____ Source data

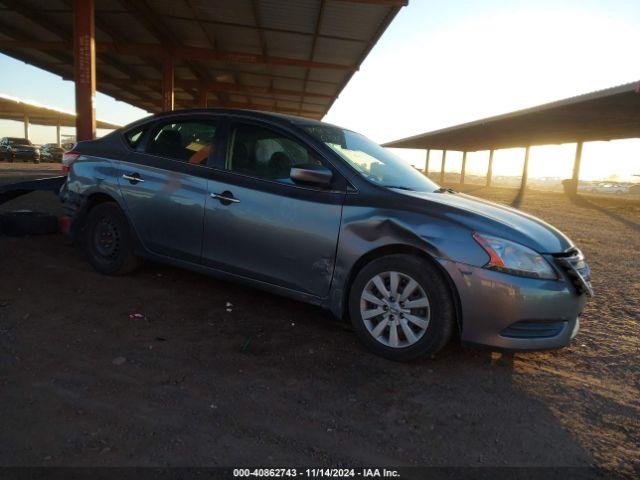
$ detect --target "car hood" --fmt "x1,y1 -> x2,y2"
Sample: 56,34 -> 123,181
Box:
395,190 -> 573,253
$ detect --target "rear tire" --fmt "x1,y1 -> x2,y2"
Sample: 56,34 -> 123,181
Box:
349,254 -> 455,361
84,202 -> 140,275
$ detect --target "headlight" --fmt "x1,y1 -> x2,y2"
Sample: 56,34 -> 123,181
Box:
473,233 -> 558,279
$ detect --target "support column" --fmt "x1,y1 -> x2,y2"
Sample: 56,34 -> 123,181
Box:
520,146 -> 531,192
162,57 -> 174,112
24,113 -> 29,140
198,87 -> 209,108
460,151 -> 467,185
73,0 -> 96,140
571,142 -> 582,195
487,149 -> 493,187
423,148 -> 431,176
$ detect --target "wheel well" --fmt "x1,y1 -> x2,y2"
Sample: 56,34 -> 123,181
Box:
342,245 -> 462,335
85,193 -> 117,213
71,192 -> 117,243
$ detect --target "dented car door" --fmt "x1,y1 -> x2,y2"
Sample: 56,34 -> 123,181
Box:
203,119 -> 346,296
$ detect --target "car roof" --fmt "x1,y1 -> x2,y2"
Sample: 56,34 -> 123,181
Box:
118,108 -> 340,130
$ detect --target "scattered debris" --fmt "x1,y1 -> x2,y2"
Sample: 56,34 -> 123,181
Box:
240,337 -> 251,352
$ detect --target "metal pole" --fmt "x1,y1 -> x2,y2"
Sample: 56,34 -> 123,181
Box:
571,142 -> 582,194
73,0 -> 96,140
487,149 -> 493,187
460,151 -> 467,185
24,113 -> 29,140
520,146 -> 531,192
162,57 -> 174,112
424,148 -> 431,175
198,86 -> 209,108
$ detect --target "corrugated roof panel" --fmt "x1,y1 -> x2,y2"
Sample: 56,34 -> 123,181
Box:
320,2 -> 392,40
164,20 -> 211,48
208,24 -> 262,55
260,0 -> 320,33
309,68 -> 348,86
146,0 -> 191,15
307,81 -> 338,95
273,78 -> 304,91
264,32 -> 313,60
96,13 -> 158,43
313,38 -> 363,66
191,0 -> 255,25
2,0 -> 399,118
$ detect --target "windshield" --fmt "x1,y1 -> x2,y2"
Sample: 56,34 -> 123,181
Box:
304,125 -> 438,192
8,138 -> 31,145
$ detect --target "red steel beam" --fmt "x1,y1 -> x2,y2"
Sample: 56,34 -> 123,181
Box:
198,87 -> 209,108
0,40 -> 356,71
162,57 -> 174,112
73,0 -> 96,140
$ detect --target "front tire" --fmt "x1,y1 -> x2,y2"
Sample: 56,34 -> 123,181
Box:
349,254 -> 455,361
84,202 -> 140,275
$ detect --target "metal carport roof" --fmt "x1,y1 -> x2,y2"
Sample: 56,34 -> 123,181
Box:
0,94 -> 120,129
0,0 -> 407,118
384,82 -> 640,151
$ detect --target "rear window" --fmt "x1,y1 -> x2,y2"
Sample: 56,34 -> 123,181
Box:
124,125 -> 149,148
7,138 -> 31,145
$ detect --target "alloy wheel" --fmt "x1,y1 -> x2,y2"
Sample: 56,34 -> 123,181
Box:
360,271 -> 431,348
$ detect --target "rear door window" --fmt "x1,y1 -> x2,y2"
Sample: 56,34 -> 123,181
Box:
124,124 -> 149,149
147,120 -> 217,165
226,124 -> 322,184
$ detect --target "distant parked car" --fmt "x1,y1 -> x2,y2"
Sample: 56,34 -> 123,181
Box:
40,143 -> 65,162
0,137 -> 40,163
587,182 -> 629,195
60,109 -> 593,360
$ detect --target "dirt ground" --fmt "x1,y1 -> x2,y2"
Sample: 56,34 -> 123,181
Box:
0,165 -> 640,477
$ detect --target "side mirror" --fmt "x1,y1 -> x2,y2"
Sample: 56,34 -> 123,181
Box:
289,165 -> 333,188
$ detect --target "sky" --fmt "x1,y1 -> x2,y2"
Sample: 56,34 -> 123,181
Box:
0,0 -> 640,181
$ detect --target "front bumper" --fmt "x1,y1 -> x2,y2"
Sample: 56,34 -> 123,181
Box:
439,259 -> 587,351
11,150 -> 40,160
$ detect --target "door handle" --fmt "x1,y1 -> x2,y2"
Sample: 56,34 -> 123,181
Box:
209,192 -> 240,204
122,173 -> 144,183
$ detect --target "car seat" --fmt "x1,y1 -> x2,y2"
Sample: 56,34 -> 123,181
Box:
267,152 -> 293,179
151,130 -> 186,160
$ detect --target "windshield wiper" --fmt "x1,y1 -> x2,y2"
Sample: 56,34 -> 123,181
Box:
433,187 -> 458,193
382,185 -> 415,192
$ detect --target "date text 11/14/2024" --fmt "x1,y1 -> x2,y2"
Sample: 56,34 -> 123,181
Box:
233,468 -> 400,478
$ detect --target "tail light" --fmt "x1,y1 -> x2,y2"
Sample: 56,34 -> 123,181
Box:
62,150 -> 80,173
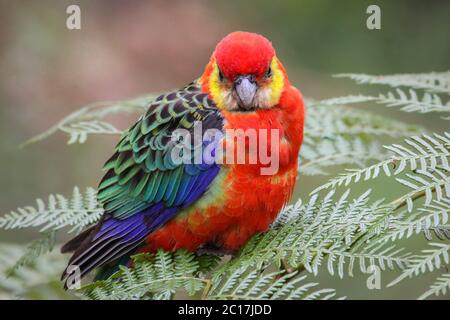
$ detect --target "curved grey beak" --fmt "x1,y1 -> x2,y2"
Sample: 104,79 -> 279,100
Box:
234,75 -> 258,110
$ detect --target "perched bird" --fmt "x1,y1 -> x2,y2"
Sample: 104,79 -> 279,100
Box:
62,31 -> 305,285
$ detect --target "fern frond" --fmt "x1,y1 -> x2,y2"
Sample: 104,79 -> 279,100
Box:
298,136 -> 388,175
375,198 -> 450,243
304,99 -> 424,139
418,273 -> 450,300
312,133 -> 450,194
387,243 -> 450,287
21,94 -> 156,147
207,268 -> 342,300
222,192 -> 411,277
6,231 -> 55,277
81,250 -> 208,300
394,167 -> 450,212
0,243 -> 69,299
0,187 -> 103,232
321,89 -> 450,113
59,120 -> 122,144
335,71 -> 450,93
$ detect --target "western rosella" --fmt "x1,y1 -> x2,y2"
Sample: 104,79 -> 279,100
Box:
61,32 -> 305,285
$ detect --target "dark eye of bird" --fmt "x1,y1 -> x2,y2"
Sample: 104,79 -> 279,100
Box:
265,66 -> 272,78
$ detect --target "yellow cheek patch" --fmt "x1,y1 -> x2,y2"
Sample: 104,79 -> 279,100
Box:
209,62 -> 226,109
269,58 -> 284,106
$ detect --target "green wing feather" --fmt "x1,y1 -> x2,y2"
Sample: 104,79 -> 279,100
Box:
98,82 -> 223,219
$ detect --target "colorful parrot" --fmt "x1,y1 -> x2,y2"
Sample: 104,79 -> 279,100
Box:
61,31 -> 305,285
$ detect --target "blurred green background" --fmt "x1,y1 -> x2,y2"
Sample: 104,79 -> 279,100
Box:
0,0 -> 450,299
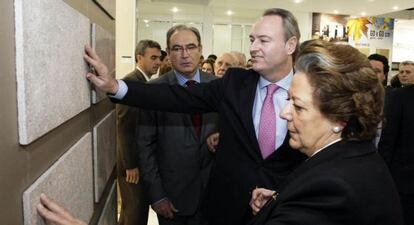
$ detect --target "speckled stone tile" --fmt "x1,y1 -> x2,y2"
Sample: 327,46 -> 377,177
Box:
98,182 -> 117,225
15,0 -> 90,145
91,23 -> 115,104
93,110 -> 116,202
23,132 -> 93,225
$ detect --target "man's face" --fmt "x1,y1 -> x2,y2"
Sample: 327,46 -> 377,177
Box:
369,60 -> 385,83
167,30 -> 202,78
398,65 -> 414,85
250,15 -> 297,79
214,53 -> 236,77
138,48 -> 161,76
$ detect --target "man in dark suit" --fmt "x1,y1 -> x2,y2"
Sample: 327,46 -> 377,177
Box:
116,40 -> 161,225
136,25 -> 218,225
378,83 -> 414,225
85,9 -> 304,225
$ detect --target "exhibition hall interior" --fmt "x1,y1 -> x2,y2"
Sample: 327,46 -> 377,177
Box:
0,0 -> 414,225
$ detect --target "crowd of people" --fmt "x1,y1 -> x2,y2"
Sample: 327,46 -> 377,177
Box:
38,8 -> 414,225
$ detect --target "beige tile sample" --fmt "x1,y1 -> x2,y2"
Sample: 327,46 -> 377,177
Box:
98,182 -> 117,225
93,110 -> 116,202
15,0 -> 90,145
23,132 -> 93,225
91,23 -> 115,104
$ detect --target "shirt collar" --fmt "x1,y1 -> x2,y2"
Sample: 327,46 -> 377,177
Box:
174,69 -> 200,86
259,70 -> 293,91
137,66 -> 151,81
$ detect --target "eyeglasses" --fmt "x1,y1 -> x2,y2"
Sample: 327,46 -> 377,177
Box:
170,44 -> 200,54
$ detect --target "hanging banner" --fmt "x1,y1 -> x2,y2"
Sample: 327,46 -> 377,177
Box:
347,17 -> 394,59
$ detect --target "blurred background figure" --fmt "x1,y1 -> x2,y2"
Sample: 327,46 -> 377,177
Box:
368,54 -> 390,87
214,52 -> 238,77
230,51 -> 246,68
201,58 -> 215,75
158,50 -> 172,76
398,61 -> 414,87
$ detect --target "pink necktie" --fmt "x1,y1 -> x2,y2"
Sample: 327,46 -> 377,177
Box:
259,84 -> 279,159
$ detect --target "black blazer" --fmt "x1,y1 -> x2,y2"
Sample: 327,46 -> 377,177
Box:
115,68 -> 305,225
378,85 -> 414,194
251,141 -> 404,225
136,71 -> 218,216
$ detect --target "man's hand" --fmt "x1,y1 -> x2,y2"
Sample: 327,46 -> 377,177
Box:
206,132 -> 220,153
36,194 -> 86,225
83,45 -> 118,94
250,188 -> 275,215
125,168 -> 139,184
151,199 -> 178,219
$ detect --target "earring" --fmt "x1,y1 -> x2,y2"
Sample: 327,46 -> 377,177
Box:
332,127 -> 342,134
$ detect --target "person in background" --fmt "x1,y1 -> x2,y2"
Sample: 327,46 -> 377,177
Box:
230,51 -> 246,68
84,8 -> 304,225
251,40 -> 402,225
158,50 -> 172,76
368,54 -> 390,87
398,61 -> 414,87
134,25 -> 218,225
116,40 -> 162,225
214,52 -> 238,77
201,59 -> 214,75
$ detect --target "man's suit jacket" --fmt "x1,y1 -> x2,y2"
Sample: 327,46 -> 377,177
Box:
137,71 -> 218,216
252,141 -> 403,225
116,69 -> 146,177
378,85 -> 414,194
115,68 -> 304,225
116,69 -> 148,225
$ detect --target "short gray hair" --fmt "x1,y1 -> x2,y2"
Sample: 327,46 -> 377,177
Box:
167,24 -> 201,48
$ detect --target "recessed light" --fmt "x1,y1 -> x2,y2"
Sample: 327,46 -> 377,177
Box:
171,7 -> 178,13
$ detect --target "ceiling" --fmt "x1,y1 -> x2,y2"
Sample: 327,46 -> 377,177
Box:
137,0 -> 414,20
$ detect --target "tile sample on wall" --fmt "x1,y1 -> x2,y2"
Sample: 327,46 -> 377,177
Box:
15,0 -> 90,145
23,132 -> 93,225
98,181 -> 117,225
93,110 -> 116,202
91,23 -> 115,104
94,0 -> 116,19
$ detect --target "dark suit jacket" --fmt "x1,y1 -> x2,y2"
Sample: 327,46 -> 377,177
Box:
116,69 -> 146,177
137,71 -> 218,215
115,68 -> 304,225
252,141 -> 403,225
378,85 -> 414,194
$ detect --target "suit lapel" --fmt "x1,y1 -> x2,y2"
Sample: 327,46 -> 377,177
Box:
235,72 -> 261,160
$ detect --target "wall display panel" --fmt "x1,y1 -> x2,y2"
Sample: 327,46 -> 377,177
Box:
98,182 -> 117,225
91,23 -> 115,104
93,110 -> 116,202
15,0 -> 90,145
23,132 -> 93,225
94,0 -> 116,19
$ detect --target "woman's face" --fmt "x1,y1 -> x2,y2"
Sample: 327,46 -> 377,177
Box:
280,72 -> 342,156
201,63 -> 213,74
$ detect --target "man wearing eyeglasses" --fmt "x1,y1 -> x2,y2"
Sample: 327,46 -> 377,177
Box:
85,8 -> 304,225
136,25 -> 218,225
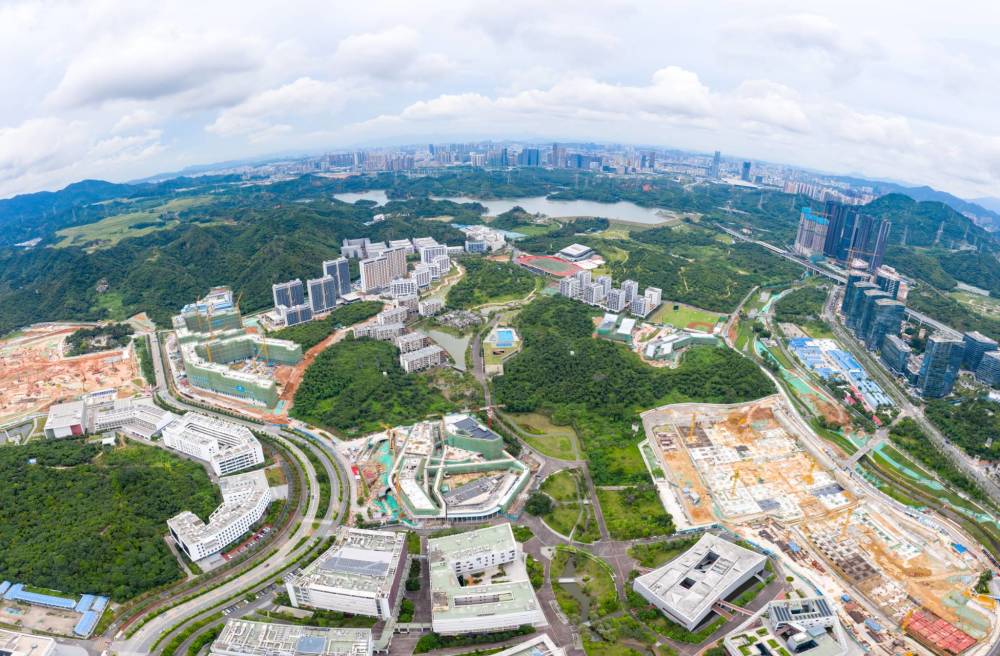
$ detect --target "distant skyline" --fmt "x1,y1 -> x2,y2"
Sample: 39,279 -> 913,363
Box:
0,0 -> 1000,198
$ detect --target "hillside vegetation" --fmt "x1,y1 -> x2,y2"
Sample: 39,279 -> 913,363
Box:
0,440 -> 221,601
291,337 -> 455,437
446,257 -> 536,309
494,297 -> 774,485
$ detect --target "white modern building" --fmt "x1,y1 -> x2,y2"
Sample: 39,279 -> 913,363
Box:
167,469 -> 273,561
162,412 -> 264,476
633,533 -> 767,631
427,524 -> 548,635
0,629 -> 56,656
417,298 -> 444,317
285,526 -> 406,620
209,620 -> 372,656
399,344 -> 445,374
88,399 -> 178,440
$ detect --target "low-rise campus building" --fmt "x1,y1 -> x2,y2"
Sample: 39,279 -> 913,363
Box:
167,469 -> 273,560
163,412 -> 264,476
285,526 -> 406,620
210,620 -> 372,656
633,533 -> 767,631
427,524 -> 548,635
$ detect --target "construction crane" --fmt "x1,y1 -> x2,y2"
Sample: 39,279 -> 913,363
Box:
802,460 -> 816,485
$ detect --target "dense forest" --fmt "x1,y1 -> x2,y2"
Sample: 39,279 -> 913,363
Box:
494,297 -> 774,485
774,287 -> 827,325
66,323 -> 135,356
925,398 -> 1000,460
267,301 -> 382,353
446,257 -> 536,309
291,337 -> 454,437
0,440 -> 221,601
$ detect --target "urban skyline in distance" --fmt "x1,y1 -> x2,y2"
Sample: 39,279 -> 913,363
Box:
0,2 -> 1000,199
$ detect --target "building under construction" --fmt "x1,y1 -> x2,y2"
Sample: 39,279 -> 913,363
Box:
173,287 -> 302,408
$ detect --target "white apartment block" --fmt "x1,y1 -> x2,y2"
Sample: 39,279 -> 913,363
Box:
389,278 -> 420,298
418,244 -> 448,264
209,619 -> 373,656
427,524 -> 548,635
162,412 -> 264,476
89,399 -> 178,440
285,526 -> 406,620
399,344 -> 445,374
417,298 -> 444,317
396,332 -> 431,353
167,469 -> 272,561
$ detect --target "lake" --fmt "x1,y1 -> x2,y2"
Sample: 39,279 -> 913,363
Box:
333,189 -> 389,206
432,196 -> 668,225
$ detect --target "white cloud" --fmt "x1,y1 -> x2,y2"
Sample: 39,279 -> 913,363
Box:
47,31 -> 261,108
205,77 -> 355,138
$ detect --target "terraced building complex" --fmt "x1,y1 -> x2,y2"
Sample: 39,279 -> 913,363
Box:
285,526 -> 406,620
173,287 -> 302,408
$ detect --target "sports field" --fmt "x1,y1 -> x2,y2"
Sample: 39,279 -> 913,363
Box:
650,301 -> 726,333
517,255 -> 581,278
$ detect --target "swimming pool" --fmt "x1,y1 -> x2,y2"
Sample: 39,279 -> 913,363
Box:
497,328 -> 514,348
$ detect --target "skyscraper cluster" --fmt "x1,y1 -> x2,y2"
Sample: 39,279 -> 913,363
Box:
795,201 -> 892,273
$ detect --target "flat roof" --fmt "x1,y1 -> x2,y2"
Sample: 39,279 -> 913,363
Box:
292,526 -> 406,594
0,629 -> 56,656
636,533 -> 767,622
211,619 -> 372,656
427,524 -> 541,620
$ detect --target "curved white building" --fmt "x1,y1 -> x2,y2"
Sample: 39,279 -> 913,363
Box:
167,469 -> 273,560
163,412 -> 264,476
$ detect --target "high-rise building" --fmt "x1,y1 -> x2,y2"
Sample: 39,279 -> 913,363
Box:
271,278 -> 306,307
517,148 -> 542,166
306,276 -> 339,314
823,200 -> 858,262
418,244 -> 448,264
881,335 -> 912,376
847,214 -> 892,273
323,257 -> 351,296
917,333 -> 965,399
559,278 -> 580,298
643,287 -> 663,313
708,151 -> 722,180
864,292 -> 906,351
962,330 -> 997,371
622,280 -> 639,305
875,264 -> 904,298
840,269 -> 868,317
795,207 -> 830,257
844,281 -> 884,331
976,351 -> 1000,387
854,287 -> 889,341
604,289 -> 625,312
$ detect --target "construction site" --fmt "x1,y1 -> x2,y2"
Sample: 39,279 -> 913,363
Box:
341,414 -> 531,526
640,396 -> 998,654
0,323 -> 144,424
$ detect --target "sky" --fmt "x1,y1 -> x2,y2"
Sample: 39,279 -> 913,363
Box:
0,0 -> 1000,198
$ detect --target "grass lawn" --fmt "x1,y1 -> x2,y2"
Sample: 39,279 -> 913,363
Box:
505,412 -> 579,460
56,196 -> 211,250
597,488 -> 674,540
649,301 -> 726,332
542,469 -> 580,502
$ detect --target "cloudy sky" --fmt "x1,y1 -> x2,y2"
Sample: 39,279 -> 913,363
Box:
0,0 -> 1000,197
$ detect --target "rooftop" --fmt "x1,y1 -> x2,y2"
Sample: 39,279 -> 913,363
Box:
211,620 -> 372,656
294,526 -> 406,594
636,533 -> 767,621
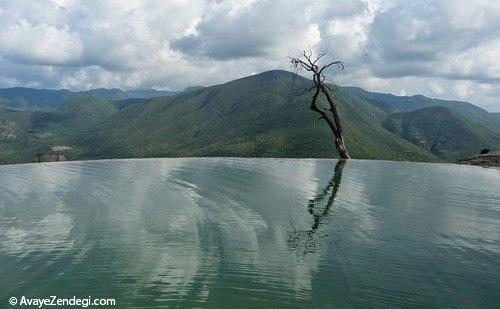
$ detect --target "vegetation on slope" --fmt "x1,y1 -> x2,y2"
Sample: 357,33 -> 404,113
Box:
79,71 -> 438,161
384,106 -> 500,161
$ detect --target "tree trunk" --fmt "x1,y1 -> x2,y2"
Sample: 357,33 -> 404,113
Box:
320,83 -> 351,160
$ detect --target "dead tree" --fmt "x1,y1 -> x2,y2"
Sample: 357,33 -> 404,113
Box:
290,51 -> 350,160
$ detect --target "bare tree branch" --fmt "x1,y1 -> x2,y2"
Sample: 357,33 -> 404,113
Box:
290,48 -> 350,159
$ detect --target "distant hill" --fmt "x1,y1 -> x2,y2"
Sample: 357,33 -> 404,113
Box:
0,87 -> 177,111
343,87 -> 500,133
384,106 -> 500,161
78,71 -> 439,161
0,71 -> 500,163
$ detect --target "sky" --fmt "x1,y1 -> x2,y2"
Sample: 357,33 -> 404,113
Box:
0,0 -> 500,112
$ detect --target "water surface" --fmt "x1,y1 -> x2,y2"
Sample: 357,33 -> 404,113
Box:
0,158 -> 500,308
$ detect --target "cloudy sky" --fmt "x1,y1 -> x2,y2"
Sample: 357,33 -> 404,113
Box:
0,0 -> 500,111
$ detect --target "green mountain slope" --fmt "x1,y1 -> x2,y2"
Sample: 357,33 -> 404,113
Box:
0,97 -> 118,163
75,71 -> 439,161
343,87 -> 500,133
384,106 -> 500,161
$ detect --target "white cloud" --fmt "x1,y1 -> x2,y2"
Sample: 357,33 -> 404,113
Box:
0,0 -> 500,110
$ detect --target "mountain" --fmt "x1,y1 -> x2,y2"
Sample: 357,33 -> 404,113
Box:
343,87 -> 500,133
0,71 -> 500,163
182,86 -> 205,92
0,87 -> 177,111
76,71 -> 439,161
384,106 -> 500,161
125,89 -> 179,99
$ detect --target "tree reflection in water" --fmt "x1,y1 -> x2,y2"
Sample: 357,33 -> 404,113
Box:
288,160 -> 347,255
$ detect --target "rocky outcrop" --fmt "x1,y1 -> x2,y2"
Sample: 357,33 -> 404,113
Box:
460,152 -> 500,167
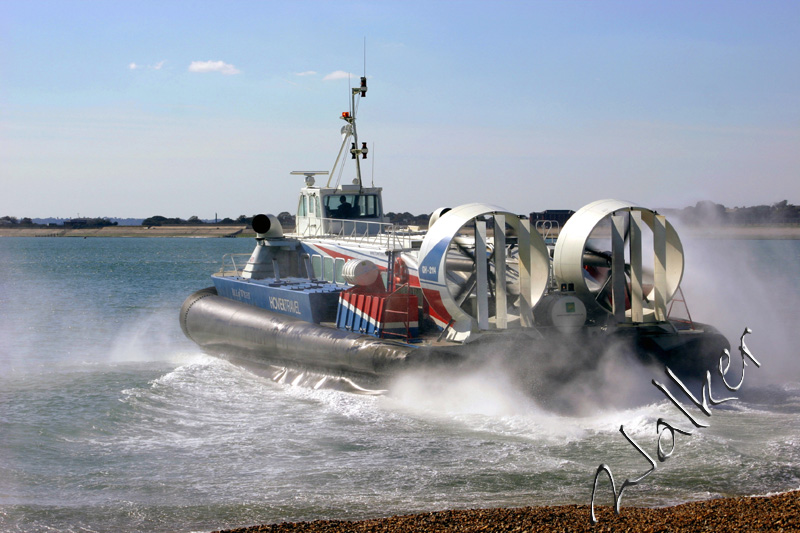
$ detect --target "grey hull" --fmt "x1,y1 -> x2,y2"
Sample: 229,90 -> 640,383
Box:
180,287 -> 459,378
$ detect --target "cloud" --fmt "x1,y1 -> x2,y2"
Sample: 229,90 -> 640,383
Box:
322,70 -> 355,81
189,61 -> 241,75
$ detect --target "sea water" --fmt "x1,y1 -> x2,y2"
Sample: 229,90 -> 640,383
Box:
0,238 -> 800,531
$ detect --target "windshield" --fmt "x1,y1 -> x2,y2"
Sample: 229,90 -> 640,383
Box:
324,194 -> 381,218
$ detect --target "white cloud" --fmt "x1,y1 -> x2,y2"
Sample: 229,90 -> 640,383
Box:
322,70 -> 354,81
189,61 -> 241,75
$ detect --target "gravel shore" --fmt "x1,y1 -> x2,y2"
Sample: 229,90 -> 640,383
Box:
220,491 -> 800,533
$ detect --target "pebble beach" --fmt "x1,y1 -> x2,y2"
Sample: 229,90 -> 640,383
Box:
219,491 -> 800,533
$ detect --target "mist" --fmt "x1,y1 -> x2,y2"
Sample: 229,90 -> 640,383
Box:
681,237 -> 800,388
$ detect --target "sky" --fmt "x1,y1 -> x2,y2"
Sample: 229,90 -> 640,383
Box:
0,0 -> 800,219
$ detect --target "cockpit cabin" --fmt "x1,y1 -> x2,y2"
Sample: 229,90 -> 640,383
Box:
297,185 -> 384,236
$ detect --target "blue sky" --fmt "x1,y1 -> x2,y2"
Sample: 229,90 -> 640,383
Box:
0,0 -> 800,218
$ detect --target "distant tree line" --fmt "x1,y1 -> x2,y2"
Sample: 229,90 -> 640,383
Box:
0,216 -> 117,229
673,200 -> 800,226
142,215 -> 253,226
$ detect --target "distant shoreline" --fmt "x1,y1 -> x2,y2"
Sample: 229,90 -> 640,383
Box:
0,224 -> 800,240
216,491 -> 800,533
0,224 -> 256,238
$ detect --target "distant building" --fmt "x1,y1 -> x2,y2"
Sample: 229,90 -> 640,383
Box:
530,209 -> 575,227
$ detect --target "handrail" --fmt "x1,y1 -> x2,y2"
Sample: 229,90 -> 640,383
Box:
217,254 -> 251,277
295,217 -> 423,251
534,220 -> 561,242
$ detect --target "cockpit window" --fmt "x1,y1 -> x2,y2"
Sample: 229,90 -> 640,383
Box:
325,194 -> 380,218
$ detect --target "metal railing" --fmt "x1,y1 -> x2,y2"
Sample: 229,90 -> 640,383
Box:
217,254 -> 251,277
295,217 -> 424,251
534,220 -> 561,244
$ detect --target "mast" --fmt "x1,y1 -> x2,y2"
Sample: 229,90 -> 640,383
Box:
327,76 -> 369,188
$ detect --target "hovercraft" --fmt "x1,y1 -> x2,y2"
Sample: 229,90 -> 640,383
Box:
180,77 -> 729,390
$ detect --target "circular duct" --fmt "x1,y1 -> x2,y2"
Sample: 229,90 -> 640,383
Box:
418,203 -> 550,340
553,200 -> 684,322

________

** Prompt **
Reproduce word for word every line from the first one through the line containing "473,233 -> 558,279", including both of those lines, and omit the pictures from your answer.

** Response to the task **
$ detect --target "car hood" --fmt "x1,y1 -> x2,y2"
Sample: 56,34 -> 123,181
Box:
395,190 -> 573,253
$ detect --target "rear tire" --fmt "x1,y1 -> x2,y2"
Sample: 56,34 -> 123,181
Box:
349,254 -> 455,361
84,202 -> 140,275
$ detect --target "headlight" --fmt "x1,y1 -> x2,y2"
Sample: 56,34 -> 123,181
Box:
473,233 -> 558,279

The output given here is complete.